**Quoted text:**
* begin *

My Personal Notes for Korean Drama “My Liberation Notes”
I just fell in love with My Liberation Notes, a slice-of-life Korean drama that depicted the lives of three adult children of a family, and the people surrounding them. It’s slow moving, at times it requires your full concentration to understand what’s going on, and to capture the hints from a fleeting moment and the true meaning of a gaze. My definition of what makes a good film, or a good KDrama, is whether it propels me to rewatch episode 1 right after it ends, to capture what I missed. In Reply 1988, the clue as to who would Deok-seon’s husband be, was right on the first scene of the first episode. It was so nonchalantly filmed that so many viewers missed it.

* end *

**Given information:**

* begin *

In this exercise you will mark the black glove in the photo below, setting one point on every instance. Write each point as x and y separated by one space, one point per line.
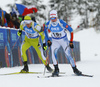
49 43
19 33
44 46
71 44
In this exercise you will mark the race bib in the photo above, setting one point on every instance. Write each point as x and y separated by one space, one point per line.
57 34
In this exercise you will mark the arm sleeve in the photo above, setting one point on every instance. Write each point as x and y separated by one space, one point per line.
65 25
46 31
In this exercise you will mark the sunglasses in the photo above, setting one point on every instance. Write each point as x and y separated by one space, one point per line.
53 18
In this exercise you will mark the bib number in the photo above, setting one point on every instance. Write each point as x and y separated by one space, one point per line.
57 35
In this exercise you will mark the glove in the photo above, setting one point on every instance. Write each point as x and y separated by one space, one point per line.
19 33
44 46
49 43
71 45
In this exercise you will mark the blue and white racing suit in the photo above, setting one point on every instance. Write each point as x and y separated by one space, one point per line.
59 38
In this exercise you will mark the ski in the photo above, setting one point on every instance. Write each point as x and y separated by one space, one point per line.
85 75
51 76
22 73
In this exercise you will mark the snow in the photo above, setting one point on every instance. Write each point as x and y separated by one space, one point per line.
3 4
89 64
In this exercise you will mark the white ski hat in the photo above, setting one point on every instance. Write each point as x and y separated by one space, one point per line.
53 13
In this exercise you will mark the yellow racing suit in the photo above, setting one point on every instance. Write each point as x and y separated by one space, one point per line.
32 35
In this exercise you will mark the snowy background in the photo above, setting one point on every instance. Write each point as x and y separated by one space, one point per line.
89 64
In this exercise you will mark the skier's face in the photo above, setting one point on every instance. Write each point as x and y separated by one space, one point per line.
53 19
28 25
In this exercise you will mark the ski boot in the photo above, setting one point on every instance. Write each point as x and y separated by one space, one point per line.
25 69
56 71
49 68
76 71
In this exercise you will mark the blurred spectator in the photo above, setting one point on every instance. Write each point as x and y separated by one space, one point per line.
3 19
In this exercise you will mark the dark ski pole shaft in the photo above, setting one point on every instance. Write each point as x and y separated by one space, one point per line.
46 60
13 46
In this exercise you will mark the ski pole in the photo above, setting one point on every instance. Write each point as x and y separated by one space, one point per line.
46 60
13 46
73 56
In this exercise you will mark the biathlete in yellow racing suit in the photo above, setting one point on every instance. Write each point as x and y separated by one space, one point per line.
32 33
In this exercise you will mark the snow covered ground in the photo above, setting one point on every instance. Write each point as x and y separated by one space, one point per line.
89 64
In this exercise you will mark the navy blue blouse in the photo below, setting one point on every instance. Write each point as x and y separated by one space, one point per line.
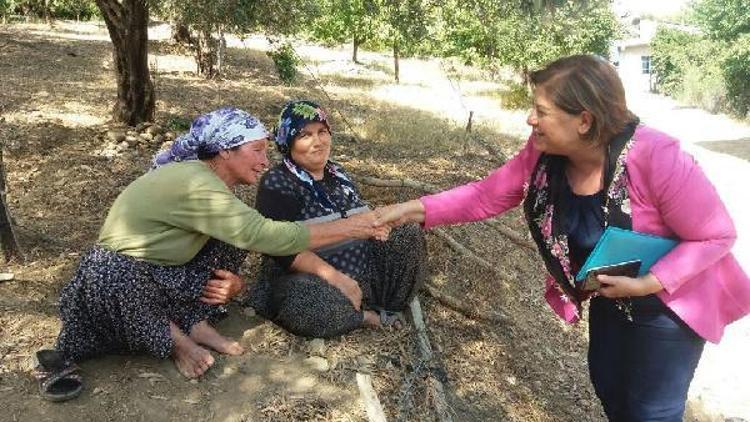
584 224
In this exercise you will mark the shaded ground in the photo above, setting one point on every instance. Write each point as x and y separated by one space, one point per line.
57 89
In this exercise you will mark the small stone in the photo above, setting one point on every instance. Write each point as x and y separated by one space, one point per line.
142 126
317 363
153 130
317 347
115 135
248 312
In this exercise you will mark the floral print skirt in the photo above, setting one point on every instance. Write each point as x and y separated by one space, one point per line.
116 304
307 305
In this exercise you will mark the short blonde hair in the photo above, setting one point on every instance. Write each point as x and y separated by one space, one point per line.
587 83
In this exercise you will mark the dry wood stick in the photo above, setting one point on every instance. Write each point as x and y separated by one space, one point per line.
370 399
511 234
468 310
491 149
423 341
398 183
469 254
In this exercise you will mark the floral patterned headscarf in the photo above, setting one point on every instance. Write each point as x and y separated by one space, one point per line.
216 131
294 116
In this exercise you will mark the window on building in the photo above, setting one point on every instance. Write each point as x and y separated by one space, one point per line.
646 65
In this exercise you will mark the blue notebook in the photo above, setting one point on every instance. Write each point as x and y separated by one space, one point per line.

* end *
* begin *

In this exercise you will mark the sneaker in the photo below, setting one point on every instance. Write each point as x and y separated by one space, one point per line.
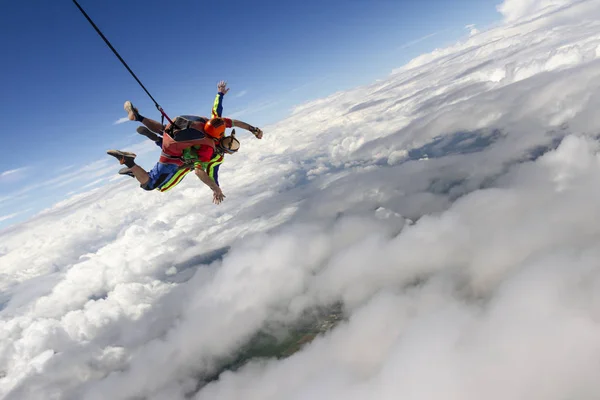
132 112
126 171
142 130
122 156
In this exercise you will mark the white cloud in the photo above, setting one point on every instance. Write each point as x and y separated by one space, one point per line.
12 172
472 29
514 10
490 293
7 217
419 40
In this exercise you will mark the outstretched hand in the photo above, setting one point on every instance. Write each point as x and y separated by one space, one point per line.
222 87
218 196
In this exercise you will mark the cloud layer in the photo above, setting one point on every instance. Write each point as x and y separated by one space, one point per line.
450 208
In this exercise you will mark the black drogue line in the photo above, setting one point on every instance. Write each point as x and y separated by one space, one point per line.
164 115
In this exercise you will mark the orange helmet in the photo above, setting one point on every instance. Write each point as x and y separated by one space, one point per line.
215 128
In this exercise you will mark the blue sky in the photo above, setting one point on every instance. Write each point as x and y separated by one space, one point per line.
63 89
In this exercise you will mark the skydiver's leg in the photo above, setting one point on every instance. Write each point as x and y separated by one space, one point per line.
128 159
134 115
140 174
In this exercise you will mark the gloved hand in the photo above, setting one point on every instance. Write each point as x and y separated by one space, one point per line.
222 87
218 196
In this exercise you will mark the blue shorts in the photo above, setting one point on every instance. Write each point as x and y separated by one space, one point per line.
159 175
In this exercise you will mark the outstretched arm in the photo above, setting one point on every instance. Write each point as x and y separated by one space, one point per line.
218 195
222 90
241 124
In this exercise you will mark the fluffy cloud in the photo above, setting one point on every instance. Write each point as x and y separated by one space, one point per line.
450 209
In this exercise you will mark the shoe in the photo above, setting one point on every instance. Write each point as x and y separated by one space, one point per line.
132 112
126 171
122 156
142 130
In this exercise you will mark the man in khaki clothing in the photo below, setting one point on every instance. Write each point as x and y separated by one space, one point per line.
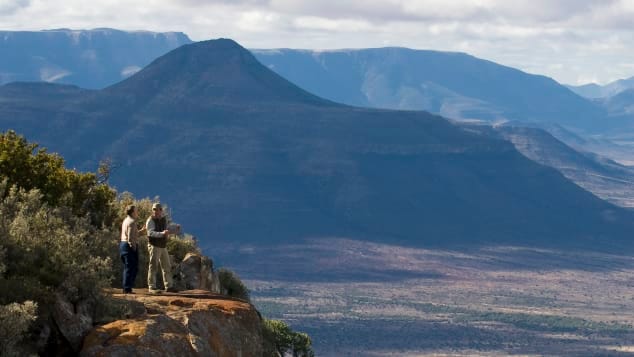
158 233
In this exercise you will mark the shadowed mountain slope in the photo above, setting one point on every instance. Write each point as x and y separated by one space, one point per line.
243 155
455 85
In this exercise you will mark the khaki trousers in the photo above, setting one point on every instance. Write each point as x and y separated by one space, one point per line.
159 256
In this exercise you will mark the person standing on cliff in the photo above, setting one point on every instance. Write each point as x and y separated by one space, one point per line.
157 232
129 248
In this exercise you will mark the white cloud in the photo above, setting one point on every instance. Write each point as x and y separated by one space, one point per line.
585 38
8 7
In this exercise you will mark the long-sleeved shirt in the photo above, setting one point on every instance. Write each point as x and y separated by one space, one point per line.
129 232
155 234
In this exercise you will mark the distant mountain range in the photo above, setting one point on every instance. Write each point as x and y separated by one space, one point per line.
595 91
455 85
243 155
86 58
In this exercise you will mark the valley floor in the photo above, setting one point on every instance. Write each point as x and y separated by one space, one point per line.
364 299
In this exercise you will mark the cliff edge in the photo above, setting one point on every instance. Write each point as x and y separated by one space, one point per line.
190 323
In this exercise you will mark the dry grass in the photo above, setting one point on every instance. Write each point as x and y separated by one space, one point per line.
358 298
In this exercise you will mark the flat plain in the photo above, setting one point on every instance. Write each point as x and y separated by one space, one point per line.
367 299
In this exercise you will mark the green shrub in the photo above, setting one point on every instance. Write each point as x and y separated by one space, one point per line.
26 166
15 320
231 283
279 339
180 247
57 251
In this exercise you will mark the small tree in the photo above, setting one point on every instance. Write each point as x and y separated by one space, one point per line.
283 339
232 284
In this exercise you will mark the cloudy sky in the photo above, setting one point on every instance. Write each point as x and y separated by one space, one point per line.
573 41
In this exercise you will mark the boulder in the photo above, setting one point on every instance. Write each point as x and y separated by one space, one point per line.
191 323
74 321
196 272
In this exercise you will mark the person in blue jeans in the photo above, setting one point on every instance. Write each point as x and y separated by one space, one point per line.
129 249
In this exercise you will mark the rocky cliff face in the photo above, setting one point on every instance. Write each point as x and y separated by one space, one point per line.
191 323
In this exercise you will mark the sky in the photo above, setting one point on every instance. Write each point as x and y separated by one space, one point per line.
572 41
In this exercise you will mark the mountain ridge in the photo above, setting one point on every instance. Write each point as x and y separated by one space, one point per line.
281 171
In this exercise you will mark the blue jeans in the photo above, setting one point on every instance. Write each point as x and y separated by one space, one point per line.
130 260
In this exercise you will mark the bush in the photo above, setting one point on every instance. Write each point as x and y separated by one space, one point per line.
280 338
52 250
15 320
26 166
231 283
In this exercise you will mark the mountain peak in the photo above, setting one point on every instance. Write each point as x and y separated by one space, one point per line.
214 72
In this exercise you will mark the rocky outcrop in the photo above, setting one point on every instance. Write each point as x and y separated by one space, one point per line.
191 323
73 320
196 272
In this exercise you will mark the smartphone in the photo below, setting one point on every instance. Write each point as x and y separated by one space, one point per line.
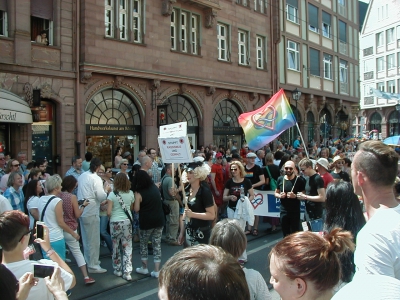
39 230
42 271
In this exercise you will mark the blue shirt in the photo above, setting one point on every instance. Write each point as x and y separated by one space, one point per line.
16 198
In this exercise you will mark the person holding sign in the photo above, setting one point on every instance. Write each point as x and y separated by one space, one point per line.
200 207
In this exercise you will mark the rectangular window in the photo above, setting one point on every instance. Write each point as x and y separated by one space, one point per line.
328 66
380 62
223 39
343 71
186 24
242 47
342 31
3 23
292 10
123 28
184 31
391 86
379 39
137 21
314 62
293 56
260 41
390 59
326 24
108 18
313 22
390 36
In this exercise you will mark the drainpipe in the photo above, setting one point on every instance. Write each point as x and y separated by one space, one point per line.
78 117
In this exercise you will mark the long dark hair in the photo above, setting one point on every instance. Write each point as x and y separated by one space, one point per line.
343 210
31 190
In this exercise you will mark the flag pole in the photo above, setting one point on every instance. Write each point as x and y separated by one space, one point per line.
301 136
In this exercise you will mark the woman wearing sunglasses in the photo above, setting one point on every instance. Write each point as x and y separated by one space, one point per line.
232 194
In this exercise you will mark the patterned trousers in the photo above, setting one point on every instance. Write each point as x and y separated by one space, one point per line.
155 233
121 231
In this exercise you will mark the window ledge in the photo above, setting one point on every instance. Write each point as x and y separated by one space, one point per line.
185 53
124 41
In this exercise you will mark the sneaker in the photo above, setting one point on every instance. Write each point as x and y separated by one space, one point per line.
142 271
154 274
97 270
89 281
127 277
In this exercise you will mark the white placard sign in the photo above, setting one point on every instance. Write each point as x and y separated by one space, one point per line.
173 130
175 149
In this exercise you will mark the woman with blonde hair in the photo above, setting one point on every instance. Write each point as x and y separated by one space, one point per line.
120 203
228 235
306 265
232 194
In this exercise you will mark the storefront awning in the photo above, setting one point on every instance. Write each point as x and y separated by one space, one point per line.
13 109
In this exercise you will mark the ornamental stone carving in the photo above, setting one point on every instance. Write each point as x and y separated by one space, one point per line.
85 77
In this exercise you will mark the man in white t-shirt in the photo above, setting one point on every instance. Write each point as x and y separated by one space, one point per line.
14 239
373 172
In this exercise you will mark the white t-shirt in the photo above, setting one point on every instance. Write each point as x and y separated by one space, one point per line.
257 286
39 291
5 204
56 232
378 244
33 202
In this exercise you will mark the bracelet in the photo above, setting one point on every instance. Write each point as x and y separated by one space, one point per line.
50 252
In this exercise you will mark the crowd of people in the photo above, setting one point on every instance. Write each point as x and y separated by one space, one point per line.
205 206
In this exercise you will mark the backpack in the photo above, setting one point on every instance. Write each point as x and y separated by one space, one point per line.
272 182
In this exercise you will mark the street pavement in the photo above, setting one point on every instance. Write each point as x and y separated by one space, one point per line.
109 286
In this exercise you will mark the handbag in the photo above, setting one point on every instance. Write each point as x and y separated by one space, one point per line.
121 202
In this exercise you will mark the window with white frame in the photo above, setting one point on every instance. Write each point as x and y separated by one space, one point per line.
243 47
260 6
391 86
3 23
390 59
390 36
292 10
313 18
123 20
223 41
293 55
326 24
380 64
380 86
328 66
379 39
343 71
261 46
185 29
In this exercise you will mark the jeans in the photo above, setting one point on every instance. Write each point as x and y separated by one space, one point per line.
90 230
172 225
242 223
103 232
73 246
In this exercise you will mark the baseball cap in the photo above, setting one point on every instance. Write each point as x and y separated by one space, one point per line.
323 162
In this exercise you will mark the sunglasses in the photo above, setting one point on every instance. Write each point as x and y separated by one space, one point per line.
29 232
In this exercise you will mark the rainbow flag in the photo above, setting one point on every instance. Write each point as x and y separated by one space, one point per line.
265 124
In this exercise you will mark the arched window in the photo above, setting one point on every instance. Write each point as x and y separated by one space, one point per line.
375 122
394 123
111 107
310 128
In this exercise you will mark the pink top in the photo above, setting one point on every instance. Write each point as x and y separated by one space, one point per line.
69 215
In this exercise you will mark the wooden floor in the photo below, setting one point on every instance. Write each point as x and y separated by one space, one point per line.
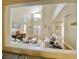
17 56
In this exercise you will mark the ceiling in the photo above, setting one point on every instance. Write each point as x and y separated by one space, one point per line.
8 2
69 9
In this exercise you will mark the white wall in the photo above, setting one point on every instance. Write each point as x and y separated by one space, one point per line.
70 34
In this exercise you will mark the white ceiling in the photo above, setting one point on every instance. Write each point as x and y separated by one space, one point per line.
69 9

* end *
* begin *

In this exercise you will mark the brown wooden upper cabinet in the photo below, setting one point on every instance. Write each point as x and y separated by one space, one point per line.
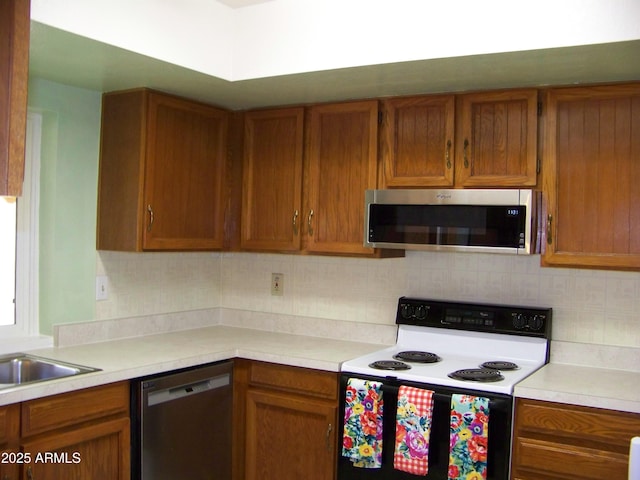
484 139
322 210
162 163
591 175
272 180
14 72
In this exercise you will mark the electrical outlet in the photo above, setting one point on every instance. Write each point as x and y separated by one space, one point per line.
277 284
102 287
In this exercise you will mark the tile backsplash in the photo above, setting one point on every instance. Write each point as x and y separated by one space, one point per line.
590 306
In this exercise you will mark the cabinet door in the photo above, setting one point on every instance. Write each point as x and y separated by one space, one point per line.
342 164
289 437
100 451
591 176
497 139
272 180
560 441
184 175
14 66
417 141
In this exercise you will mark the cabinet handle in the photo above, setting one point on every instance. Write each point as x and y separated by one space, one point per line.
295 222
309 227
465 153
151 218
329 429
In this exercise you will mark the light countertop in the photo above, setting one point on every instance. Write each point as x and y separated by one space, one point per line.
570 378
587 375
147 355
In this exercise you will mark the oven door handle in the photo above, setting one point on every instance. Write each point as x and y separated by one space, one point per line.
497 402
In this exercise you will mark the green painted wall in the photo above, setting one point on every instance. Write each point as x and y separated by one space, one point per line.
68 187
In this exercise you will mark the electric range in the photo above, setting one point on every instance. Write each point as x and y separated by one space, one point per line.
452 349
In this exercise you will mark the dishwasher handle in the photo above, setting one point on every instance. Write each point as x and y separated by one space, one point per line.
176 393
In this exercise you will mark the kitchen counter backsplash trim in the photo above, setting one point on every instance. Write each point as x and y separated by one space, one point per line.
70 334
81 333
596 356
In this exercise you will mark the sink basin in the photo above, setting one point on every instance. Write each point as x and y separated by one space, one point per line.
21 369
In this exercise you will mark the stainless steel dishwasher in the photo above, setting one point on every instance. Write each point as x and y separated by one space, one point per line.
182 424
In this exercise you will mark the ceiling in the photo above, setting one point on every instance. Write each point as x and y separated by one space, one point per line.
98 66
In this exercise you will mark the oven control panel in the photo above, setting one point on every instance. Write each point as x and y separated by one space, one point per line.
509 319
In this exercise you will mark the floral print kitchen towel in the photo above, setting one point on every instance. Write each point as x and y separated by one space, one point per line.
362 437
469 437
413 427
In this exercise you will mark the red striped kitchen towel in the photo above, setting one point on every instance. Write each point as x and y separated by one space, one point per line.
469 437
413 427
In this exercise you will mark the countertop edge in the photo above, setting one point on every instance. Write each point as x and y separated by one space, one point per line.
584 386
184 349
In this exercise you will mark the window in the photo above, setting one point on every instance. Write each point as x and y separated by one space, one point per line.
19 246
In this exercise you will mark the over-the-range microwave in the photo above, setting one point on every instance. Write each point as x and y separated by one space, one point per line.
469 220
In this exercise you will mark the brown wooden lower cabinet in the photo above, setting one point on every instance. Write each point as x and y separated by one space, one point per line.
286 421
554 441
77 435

* end *

**Problems:**
[1] Transcribe the post about My Liberation Notes from "My Personal Notes" to "viewers missed it.".
[2] According to the post about My Liberation Notes, where in Reply 1988 did the clue about Deok-seon's husband appear?
[3] List the things that the post about My Liberation Notes says the drama sometimes takes your full concentration to do.
This material has nothing to do with the post about My Liberation Notes.

**Exercise responses:**
[1]
My Personal Notes for Korean Drama “My Liberation Notes”
I just fell in love with My Liberation Notes, a slice-of-life Korean drama that depicted the lives of three adult children of a family, and the people surrounding them. It’s slow moving, at times it requires your full concentration to understand what’s going on, and to capture the hints from a fleeting moment and the true meaning of a gaze. My definition of what makes a good film, or a good KDrama, is whether it propels me to rewatch episode 1 right after it ends, to capture what I missed. In Reply 1988, the clue as to who would Deok-seon’s husband be, was right on the first scene of the first episode. It was so nonchalantly filmed that so many viewers missed it.

[2] In the first scene of the first episode.

[3]
- Understand what's going on
- Capture the hints from a fleeting moment
- Capture the true meaning of a gaze